SUPPLIED DATA:

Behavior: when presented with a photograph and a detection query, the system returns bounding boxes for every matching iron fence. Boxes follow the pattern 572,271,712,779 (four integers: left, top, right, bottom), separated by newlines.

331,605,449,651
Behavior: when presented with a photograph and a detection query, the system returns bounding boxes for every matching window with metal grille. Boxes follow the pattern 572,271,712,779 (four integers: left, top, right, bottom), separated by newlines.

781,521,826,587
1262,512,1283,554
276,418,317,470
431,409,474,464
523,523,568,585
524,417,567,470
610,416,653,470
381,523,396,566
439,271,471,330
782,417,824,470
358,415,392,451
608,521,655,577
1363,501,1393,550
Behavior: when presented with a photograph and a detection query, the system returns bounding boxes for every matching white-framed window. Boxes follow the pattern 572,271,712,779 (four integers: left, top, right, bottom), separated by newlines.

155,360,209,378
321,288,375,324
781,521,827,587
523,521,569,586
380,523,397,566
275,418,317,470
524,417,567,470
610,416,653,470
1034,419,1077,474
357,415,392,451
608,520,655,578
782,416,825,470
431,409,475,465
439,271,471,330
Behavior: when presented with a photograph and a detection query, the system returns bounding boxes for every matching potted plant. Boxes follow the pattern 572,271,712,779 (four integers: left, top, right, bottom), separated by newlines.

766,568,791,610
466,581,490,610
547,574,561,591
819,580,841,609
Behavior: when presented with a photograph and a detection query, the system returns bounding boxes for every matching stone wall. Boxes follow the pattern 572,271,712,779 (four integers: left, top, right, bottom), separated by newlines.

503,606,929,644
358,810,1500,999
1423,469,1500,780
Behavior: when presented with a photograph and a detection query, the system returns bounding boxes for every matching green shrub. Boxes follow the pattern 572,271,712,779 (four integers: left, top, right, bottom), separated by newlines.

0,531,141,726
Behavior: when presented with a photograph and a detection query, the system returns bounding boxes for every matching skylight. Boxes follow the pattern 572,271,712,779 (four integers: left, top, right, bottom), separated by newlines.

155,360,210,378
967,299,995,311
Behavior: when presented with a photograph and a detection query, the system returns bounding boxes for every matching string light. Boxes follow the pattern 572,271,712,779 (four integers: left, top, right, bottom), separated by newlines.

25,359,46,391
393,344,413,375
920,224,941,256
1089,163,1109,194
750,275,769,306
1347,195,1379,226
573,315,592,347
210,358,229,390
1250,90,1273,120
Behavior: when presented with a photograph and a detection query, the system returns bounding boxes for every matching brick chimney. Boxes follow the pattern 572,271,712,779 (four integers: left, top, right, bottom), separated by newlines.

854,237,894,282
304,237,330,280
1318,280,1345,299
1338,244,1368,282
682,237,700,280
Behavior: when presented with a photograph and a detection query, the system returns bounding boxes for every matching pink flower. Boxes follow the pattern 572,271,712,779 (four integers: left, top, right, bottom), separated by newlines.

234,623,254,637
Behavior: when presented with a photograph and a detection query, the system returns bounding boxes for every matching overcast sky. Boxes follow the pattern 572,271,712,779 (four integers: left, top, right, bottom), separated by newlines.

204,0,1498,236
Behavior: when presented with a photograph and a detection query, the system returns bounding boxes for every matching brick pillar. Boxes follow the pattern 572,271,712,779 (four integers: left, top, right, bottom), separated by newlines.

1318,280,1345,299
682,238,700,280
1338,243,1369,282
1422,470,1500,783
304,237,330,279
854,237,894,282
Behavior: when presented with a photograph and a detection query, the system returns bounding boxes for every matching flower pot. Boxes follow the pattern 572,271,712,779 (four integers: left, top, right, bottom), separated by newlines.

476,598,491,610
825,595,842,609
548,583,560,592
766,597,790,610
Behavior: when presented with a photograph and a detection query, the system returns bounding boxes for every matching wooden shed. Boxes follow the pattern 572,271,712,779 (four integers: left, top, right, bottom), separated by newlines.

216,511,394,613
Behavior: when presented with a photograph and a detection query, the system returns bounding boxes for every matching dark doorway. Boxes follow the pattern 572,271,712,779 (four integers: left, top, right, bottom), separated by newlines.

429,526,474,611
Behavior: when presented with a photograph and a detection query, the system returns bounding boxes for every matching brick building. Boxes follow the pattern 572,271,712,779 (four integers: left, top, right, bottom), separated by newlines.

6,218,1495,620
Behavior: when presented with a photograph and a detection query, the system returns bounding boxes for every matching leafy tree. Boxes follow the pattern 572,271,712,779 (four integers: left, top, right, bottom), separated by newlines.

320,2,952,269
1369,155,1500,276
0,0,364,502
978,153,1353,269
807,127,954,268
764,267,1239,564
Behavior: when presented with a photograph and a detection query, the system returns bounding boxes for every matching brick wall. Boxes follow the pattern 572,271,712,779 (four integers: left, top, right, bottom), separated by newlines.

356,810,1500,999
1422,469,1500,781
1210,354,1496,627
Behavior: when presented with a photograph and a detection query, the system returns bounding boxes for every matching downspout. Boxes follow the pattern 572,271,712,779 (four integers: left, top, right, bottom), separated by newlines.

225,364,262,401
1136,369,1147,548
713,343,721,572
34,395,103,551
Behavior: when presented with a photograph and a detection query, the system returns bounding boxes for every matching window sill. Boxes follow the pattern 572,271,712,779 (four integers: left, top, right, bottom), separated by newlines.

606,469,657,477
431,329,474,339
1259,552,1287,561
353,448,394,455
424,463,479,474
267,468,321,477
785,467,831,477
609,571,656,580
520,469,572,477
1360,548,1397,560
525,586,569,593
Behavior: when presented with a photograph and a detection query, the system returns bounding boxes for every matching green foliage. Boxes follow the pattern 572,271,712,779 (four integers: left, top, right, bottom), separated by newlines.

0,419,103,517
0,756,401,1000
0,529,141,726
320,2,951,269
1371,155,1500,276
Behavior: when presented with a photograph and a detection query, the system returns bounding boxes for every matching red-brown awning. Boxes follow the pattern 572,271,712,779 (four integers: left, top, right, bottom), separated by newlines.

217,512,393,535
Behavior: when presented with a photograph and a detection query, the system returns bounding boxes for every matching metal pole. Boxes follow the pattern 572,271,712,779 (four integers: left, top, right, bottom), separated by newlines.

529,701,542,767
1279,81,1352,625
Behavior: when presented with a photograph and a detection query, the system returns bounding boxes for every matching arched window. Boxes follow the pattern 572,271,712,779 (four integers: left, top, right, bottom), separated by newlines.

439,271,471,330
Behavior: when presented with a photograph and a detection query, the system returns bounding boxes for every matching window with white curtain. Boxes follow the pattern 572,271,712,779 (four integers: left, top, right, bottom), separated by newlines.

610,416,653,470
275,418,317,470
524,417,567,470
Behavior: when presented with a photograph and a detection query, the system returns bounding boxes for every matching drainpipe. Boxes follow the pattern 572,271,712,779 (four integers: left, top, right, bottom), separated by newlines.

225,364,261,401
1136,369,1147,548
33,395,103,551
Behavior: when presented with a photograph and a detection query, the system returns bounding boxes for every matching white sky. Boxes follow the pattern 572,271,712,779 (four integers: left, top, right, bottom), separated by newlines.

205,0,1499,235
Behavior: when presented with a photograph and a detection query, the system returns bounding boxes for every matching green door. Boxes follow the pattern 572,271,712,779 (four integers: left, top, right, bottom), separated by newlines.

ACTIVITY: The data above is to be returned exactly, with nothing altered.

EXERCISE SOLUTION:
Behavior: when presented with a photograph and a detection query, the system returns bounding boxes for every matching iron fence. Boxes follow the pattern 572,271,712,779 (four integers: left, top, right, bottom), separated by newlines.

331,605,449,651
Behavior: when presented with a photograph and a detection query, the system returns bounding boxes for every matching window with metal grille. Boxes follow the pattern 572,271,712,779 (four integers: left, top, right, bottom), separated by newlines.

781,521,826,587
1262,512,1283,554
276,418,317,470
431,409,474,464
523,523,568,585
524,417,567,470
610,416,653,470
381,523,396,566
439,271,471,330
782,417,824,470
358,415,392,451
608,521,655,577
1363,501,1393,550
Behavior: when presented with a photograph and a detection query, the system returns bounding boxes for every matching white-framed window. Boxes follow the pattern 572,271,712,779 (four integers: left, top, right, bottom), separated by newlines.

155,360,209,378
321,288,375,324
781,521,827,587
523,521,569,586
380,523,397,566
275,418,317,470
524,417,567,470
610,416,653,470
1034,419,1077,474
357,415,392,451
608,520,655,578
782,416,825,470
431,409,475,465
439,271,471,330
Behavior: when presented with a photograph and a detection query, the system returns bounding boxes for every matching potted plant. Boxes follow the pattern 572,271,712,779 (four integers: left, top, right, bottom), separated by newlines.

766,568,791,610
466,581,490,610
547,574,561,591
819,580,841,609
Behavior: when presented with a photograph and a detection query, the system returns bounding boxes for every matching stone wall. Boxes follow the pattern 572,271,712,779 (four integers: left, top, right, bottom), separated by newlines.

503,606,929,644
358,810,1500,999
1423,469,1500,780
Behavior: when presented with a photograph and a detection query, the system returns bounding boxes for every matching green shrub. Boxes follow the pattern 572,271,712,779 (four integers: left, top, right, bottom), separated by newlines.

0,531,141,726
Behavior: when presented with a photograph and a detection query, the system returns bounding boxes for every matching skylight. Boxes follow the pattern 572,271,712,779 (four integers: left, top, right, bottom), separated by newlines.

155,360,210,378
967,299,995,311
Behavior: when presented with a photograph and a detection query, the system returns bounding boxes for every matching string light. Boxes follow the pattern 572,271,712,779 (four integers: left, top, right, bottom), separated by newlines.

25,359,46,391
393,344,413,375
920,224,941,256
1089,163,1109,194
750,275,769,306
1347,195,1379,226
573,315,592,347
210,358,229,390
1250,90,1273,120
Behavior: when presented with a photograph and a detection query, the system returns bounding boxes for every matching brick chimney. Boxes follow the pattern 572,271,712,779 (four integers: left, top, right, bottom), separated by newlines.

854,237,894,282
304,237,330,280
1318,280,1345,299
1338,244,1368,282
682,237,700,280
Behavior: when presented with a photograph and a detection query, the system returns bounding boxes for every matching pink flower. Boxes follow the pattern 572,271,712,779 (four integers: left, top, right, bottom), separated by newlines.

234,623,254,637
Behavior: when presented with a photograph and a detection query, the system returns bounding boxes for every matching overcast sky. Boxes follow the pattern 572,271,712,779 (four integers: left, top, right, bottom), separated by newlines.

204,0,1498,236
Behavior: when presented with a photograph and a detection query, the system returns bounding boxes for every matching brick pillar. Boxes follow the pattern 572,271,712,779 (four integers: left, top, right, bottom), separated by newlines.

1318,280,1345,299
682,238,700,280
1338,243,1369,282
1422,470,1500,783
304,237,330,279
854,237,894,282
Behavior: when presented with a photograph and a detection query, the system returns bounding boxes for every matching flower pot. Boxes follow the pattern 572,271,712,779 (four integers: left, top, right, bottom), separated by newlines.

476,598,491,610
825,595,842,609
548,583,560,592
766,597,790,610
Behavior: when presented with a photograph and a detection query, the system returns bounding boxes for every matching wooden shed. Boxes follow the pattern 572,271,712,779 (four integers: left, top, right, bottom), separated by newlines.

216,511,394,613
Behavior: when presented with a photograph and a detection query, the system returns bounding boxes for every matching dark doorway. Boxes follow the pattern 572,271,712,779 (four integers: left, top, right, bottom), separated by newlines.

429,526,474,611
Behavior: when presented with a photograph and a detection query, the system returns bounding boxes for every matching brick building. Boxes follow the pattern 572,271,712,779 (four integers: left, top, right, bottom), separated by newlines.

6,218,1495,620
Behavior: when presented with a photograph and a detection query, the system returns bounding boxes for every matching leafy tree. Boxes follow the pattern 572,271,712,779 (four integers: left, top, right, bottom), separated by newlines.

320,2,952,269
1369,155,1500,276
0,0,364,502
978,153,1353,269
807,127,954,268
764,267,1239,564
Behavior: when presented with a photograph and a detection query, the system returns bounding boxes for every matching brick wall. Boxes follow the pattern 572,271,712,779 (four integers: left, top, right, bottom), separated by newlines.

356,810,1500,999
1422,469,1500,781
1210,354,1496,627
Behavior: when presented with a photograph and a detection query, the system returns bounding boxes for every matching downspout. Boxes follow the pattern 572,271,712,779 (four integers: left, top, right, bottom), separated by newlines.

225,364,262,401
1136,369,1147,548
713,343,721,572
34,395,103,551
Behavior: when presented with a photograph and a detection query, the system returns bounding boxes for every matching window sill. Boxes follow the pattern 572,271,712,779 (four integers: left, top, right, bottom), separated by newlines.

606,469,657,477
431,329,474,339
1259,552,1287,561
353,448,394,455
424,463,479,474
267,468,321,477
785,467,831,477
609,571,656,580
520,469,572,477
1360,548,1397,560
525,586,569,593
Behavior: when presented with a photograph and a detection query, the system returns bounding boxes for every matching green foliage. Boxes follow the pattern 572,271,712,779 (four integers: left, top, right, bottom), separated by newlines.

0,419,103,517
0,756,401,1000
0,529,141,726
320,2,951,269
1371,155,1500,276
Behavior: when presented with a photograph and a detection query, the system returns bounding boxes for every matching red-brown awning. Boxes follow the pattern 572,271,712,779 (four integers: left, top, right, bottom), separated by newlines.

217,512,393,535
Behavior: when presented with a photograph and a detection query, the system returns bounding boxes for every matching metal pole. Boxes follow the pattern 572,271,712,779 (four integers: left, top, right, bottom), separated by newlines.

529,701,542,767
1279,81,1352,625
Behavior: when presented with a photograph and a detection query, the system returns bounding boxes for every matching arched window. Boxes follow the pattern 572,271,712,779 (four integers: left, top, right, bottom), separated by newlines.

439,271,471,330
Behavior: when presented with a photograph and a detection query, the system returns bounding boxes for every matching window with white curtain. Boxes follow the pattern 572,271,712,779 (four integers: left, top, right, bottom), separated by newlines.

610,416,653,470
275,418,317,470
524,417,567,470
Behavior: when presented with a photograph and a detection query, the system returns bounding boxes for every matching drainpipe. Boxes follow the pattern 572,271,712,779 (four integers: left, top, right, bottom), separated by newlines.

225,364,261,401
1136,369,1147,548
33,395,103,551
Behavior: when presented with a photograph and a detection query, the system returns bounding boxes for every matching white sky. Boxes follow the pattern 572,271,712,779 (four integers: left, top, right, bottom), separated by newlines.

205,0,1499,235
Behavior: when presented with a photograph and a detection query, the system returns bounding boxes for every matching green door. Boxes follow the pattern 572,271,712,779 (four integers: left, top, right, bottom), separated by newlines.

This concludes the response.